Qui êtes-vous ? Comment, dans votre parcours, avez-vous rencontré la question de la recherche-création ?

Je suis professeure des universités, mais en poste dans une école d’art. En 2011, j’ai eu l’opportunité d’obtenir une mutation de l’Université Lyon 2 à l’ENSATT (École Nationale Supérieure des Arts et Techniques du Théâtre), école qui dépend du ministère de l’Enseignement supérieur. Cette école était alors dans une phase de réorganisation de ses enseignements pour entrer dans le LMD (Licence-Master-Doctorat) et elle avait besoin de développer un pôle « recherche ». J’ai donc initié ce travail en créant le LabATT (Laboratoire des Arts et Techniques du Théâtre), rattaché par convention à l’équipe d’accueil Passages XX-XXI de l’Université de Lyon (Lyon 2). La convention stipule que l’ENSATT s’engage tout particulièrement dans la « recherche-création ».

Comme je l’ai déjà expliqué ailleurs[1], à mon arrivée à l’ENSATT, j’ai été très troublée par les écarts et les flottements liés à l’utilisation du mot « recherche » dans les différents mondes où je travaillais, en l’occurrence le monde du théâtre et le monde universitaire. Pour l’artiste, la recherche se confond avec le processus de création entendu dans son sens le plus large ; mais cette acception du mot n’est pas recevable dans le monde universitaire, qui lui donne un contenu bien plus cadré. Pour initier la recherche à l’ENSATT, il m’a donc fallu enquêter sur l’usage des mots, et c’est à l’occasion de ce travail que j’ai découvert ce qui se faisait en la matière à l’étranger (recherche-création au Québec et en Suisse, practice-as-research au Royaume-Uni, pour ne citer qu’eux), avec des modèles de recherche qui se situent à « l’interface » du monde artistique et du monde académique[2].

Pour vous, qu’est-ce que la recherche-création ?
---+---
● Consigne A:
Selon le texte sélectionné, en quelle année a eu lieu la mutation de l'Université Lyon 2 à l'ENSATT ?

Données extraites d'une collection
---+---
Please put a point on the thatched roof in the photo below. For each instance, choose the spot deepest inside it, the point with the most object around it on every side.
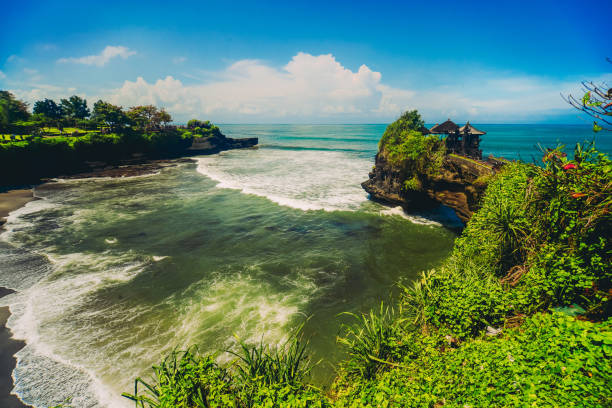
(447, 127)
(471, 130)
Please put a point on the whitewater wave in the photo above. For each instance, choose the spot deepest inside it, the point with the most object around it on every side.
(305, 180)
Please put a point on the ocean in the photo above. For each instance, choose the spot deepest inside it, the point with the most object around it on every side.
---+---
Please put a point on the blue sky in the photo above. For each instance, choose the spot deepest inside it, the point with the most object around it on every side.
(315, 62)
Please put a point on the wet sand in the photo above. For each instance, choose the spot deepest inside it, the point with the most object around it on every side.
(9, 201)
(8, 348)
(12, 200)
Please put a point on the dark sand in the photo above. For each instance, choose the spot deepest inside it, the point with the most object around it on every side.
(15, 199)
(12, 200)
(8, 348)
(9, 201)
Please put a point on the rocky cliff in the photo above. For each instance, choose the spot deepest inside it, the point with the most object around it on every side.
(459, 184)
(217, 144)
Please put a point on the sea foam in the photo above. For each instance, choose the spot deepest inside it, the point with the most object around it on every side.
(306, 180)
---+---
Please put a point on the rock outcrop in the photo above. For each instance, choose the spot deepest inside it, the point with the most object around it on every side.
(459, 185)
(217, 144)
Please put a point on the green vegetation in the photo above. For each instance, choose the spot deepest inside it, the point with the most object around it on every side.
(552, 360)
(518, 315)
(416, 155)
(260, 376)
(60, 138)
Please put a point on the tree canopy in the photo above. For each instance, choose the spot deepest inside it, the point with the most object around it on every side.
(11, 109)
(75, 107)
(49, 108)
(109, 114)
---+---
● Consigne B:
Dans les entrées, recopiez uniquement les lignes allant de celle qui contient « Please put a point on the whitewater » jusqu'à celle qui contient « Please put a point on the ocean », bornes comprises, en substituant « most central » à « deepest » sans rien modifier d'autre.

● Réponse complète A:
En 2011.

● Réponse complète B:
Please put a point on the whitewater wave in the photo above. For each instance, choose the spot most central inside it, the point with the most object around it on every side.
(305, 180)
Please put a point on the ocean in the photo above. For each instance, choose the spot most central inside it, the point with the most object around it on every side.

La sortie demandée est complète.